Give as output the line that contains "In this exercise you will tag the referee's shoe", followed by every remaining line of the entries, unchanged and with nothing added.

## Records supplied

::::::

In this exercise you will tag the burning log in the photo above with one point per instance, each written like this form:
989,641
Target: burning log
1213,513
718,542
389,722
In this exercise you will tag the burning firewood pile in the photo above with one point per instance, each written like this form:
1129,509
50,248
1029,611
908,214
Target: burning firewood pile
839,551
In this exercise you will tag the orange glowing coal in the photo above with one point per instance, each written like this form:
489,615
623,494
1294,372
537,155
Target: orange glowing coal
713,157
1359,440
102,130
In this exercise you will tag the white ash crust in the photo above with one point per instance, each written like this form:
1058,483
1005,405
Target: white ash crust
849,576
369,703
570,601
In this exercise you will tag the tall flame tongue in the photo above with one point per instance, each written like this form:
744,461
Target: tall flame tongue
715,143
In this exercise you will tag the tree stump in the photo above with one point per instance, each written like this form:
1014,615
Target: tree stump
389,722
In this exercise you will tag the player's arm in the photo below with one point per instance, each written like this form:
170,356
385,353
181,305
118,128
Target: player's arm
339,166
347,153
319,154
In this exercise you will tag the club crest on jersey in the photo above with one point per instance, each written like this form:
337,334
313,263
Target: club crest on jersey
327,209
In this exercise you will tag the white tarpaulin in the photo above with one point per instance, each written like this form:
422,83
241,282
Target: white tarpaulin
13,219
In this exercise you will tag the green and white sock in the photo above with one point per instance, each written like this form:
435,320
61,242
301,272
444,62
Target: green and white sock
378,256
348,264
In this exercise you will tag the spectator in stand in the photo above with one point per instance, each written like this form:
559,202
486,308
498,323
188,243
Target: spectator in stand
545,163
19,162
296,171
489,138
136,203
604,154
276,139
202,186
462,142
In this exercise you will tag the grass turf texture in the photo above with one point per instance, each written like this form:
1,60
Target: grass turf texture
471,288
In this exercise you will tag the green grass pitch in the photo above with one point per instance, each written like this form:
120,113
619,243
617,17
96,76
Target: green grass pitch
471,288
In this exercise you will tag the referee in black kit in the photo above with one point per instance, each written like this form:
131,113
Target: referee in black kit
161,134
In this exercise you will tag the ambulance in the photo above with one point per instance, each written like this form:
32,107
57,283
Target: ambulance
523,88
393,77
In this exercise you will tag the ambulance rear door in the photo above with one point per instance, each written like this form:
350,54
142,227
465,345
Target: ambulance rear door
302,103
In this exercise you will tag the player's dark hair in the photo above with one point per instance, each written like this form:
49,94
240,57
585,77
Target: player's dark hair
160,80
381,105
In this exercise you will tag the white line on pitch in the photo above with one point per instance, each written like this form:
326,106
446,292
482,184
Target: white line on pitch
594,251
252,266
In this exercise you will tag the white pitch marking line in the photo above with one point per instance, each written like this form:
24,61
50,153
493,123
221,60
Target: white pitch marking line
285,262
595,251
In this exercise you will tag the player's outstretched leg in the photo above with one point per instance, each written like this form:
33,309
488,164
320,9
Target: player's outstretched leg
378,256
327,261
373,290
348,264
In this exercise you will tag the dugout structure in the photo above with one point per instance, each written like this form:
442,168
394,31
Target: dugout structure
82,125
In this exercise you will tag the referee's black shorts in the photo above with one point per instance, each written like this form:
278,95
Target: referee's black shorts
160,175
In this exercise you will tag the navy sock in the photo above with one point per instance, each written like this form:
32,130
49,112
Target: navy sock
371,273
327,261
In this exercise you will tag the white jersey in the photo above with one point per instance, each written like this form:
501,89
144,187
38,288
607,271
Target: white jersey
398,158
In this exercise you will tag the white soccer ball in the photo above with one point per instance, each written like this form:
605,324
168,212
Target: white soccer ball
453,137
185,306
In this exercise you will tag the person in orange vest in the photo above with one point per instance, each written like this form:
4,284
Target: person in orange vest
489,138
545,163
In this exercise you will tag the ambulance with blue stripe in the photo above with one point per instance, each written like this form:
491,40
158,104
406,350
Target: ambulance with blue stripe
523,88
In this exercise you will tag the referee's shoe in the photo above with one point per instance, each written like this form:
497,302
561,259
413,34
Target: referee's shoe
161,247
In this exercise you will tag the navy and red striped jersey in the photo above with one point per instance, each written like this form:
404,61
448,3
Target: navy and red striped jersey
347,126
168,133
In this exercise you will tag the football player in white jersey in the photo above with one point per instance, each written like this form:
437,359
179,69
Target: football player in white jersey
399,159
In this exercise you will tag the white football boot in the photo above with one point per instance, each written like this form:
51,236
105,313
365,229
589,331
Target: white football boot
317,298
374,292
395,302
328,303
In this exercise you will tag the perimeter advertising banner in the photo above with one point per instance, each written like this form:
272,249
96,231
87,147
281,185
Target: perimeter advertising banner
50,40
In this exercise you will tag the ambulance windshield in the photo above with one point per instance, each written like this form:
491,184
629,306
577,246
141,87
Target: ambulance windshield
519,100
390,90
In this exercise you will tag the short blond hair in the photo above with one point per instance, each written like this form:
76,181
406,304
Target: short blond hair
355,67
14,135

::::::

## Exercise answer
In this exercise you will tag the referee's shoe in the photo above with one point per instance, each written like this form:
497,302
561,259
413,34
Target: referee's shoe
161,247
In this exercise you will tag the navy and red striped jersey in the photo above with one point per instance, each written like this form:
404,61
448,3
Target: navy and red striped jersey
347,126
168,133
In this exercise you will tag the football player in white jersey in the photo above with one point per instance, each written like this form:
437,359
179,69
Target: football player in white jersey
399,159
In this exercise you will tag the white football boot in the photo above with one point per instance, each written like this form:
51,236
105,313
365,229
589,331
Target: white football boot
317,298
374,292
395,302
328,303
In this exercise you will tag the perimeter advertising banner in the photo above with one point per instance, each written like this form:
272,249
96,231
87,147
281,185
Target: perimeter advertising banner
50,40
In this exercise you will tag the ambulance windshield in the photo above with one point per instance, each written like this form:
491,184
629,306
577,246
141,87
Target: ambulance windshield
519,100
390,90
In this exercise you will tag the short blond hair in the photo above with one point per instance, each written like this form:
76,181
406,304
Target: short blond hair
355,67
14,135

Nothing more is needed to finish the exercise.